Description of the task:
Would you repeat all the lines below, exactly as they stand?

*** Opening of Data shown ***

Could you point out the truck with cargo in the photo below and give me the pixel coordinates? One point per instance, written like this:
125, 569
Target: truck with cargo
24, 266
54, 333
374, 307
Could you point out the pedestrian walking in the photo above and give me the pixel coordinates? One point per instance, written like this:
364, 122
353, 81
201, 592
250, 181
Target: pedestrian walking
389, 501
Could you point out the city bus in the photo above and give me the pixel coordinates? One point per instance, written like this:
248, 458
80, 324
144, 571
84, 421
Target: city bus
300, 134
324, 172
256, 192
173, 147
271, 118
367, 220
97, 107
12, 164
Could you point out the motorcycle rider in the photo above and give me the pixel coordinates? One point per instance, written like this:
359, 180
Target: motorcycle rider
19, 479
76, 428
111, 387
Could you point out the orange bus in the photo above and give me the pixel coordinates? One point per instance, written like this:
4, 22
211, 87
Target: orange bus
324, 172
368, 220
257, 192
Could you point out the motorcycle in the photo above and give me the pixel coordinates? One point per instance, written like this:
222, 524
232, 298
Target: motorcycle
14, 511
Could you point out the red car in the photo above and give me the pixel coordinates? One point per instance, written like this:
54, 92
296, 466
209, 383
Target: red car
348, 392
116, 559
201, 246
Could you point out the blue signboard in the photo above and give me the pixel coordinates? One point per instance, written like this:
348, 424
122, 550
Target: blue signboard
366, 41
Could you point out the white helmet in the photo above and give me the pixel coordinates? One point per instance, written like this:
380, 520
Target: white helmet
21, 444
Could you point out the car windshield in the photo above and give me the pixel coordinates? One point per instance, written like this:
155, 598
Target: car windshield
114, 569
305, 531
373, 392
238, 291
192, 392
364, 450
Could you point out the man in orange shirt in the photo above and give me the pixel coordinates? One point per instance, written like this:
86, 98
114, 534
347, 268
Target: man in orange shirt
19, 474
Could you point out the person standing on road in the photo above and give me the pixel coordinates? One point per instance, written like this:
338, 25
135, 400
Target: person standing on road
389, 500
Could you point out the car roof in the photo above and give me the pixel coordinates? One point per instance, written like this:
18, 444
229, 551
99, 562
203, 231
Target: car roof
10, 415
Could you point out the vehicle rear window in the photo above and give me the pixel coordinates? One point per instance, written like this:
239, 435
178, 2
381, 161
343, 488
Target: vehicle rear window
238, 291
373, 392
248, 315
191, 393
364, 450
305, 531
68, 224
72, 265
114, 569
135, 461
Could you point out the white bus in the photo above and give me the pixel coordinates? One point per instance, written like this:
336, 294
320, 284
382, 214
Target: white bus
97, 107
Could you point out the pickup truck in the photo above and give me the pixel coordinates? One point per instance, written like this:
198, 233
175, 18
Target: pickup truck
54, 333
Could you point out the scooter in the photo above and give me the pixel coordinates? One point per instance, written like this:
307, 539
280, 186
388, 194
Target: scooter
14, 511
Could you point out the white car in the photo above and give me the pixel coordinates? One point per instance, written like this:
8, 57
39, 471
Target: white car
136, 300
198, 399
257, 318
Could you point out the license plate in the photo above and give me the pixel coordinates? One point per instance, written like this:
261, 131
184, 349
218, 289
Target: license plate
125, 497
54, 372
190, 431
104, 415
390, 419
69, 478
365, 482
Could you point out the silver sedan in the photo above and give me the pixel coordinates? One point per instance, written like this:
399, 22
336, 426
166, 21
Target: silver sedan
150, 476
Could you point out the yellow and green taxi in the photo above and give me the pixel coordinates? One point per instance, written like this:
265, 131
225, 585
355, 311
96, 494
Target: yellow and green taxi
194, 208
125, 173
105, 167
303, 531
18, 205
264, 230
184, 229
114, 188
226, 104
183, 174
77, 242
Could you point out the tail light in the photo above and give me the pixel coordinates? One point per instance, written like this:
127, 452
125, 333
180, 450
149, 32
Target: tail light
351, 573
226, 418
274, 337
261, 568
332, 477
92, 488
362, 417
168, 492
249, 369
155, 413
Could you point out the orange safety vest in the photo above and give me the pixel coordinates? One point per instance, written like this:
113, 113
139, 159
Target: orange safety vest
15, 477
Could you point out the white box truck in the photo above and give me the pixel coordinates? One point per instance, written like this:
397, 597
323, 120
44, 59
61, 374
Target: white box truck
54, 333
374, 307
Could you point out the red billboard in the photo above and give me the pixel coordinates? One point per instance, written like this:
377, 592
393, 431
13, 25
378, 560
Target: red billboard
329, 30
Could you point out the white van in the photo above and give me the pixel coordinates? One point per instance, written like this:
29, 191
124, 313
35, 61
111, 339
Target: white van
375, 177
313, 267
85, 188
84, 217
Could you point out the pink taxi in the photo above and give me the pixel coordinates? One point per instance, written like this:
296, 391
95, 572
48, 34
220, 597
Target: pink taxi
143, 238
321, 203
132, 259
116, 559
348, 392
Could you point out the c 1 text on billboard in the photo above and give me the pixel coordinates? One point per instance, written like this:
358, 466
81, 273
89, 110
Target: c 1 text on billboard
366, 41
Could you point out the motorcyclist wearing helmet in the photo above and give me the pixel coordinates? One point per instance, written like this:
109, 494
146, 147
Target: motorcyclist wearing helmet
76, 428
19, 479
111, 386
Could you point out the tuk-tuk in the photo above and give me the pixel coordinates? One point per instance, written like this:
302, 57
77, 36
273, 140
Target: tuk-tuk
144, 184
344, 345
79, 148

*** Close of Data shown ***

Written response:
Could you point out the truck with cargo in the photo below and give me the pixel coordinates? One point per instance, written like this:
125, 569
Target: truck with cargo
24, 266
54, 333
374, 307
Could you point out the pedestrian walking in the photo above and give me the pixel coordinates? One point per instance, written like this:
364, 122
353, 81
201, 592
250, 181
Target: pedestrian walking
389, 501
Could you point out the city bus in the photo above and give me the pixel coordinates? One point per instance, written like this:
248, 458
80, 324
144, 571
84, 421
Target: city bus
300, 134
324, 172
256, 192
173, 147
271, 118
367, 220
97, 107
12, 164
Could you point out the motorcycle rider in the photo above and give me the pixel coordinates? One point per instance, written like this:
359, 180
Target: motorcycle rider
19, 479
76, 428
111, 387
Could you point out the orange bus in the photo above and give me the pixel coordinates? One point per instance, written like this:
4, 22
211, 87
Target: orange bus
324, 172
368, 220
257, 192
Could you point out the motorcycle in the photo above and give me the pixel coordinates? One point per instance, written like this:
222, 524
232, 298
Target: motorcycle
14, 511
Could you point out the red car in the photo above and give me the pixel coordinates? One point per instance, written like this:
54, 92
296, 466
209, 383
Target: red car
348, 392
116, 559
201, 246
Could you point out the blue signboard in the photo above and give me the pixel coordinates? One point per instance, written like this:
348, 424
122, 550
Target: blue signboard
366, 41
Could you point out the white helmet in the photo above and give me the pixel coordinates? One point per instance, written like this:
380, 520
Target: white helmet
21, 444
Could you point out the car windshield in the photo above and give me the pixel coordinates? One point per instance, written like this:
155, 598
Target: car windshield
114, 569
305, 531
373, 392
238, 291
192, 392
364, 450
Could you point out the man in orange shirt in the photo above and give me the pixel coordinates? One point per instance, written like this:
86, 98
114, 534
347, 268
Target: man in orange shirt
19, 474
Could you point out the person standing on road in the photo above and give me the pixel coordinates? One point per instance, written like this:
338, 25
135, 400
Target: person standing on road
389, 500
Could you point out the car roof in the photo above and give me the pixel coordinates? One point per instance, written like this:
18, 444
229, 551
99, 562
203, 231
Target: car roof
10, 415
Could you point out the vehicle rear window in the photo above and give me the pixel coordinates? One point per instance, written like this:
239, 435
178, 2
381, 161
343, 488
Target: vehicle rear window
238, 291
373, 392
248, 315
191, 393
364, 450
305, 531
68, 224
72, 265
114, 569
135, 461
Could you point out the white bus in the photo above and give me the pixel coordinates? One point per instance, written like this:
336, 294
320, 284
382, 214
Target: white bus
97, 107
Could you point out the pickup truck in the photo above and give me the pixel coordinates? One point per instance, written like this:
198, 233
175, 18
Target: pickup truck
54, 333
Could you point out the scooter in the photo above and give me the pixel coordinates? One point per instance, written like this:
307, 539
280, 186
388, 194
Target: scooter
14, 511
Could you point out the white car in the photo above and give me the pixel coordinates? One point per instance, written like this:
8, 57
39, 471
Target: white car
136, 300
198, 399
257, 318
Could you point out the license plate in the photo above and give me the pixel coordinates? One point per instance, written like this:
261, 131
184, 349
218, 289
Target: license plate
125, 497
54, 372
190, 431
104, 415
390, 419
69, 478
365, 482
Could you point out the silver sedan in the photo above and give me the pixel coordinates? One point per instance, written like this:
399, 22
336, 426
166, 21
Target: silver sedan
150, 476
Could you point out the yellow and green taxi in the photo above and give me the pixel coordinates? One point per instance, written like this:
265, 131
225, 585
355, 311
96, 494
Target: yellow and green taxi
194, 208
125, 173
105, 167
303, 531
18, 205
264, 230
184, 229
114, 188
226, 104
183, 174
77, 242
Could you point out the tail light in the photo above and give me the pixel coordinates? One point per instance, written like this:
127, 452
125, 333
180, 450
149, 32
Target: tail light
351, 573
226, 418
274, 337
261, 568
332, 477
92, 488
362, 417
168, 492
249, 369
155, 413
Could you point out the orange safety vest in the photo above and give me the pixel coordinates? One point per instance, written like this:
113, 113
139, 159
Target: orange safety vest
15, 477
Could you point out the white box truck in the photo above and give me the pixel coordinates? One point per instance, written like this:
397, 597
323, 120
44, 59
61, 374
Target: white box truck
54, 333
374, 307
Could you point out the red billboard in the photo above and give me the pixel coordinates? One point per instance, written like this:
377, 592
393, 431
13, 25
378, 560
Target: red billboard
329, 30
Could you point out the white van in the photo above and give me the pixel coordinates? One point per instance, written like this:
29, 191
124, 313
35, 61
111, 339
Target: white van
375, 177
313, 267
85, 188
84, 217
Could you point out the pink taxi in the photo above and give me the pixel coordinates? One point per instance, written like this:
296, 391
95, 572
48, 34
220, 597
Target: pink taxi
143, 238
321, 203
132, 259
116, 559
348, 392
Could you point out the c 1 text on billboard in the photo above and give me the pixel coordinates? One point per instance, written like this:
358, 466
81, 273
89, 110
Target: c 1 text on billboard
366, 41
Could you point out the motorcyclist wearing helmet in the photo above and give me the pixel coordinates? One point per instance, written like this:
109, 494
146, 147
Target: motorcyclist wearing helmet
76, 428
19, 479
111, 386
Could you point out the tuk-tuk in the photo above and give me the pixel coordinates? One point per instance, written like this:
302, 57
77, 36
273, 140
Target: tuk-tuk
144, 184
344, 345
79, 148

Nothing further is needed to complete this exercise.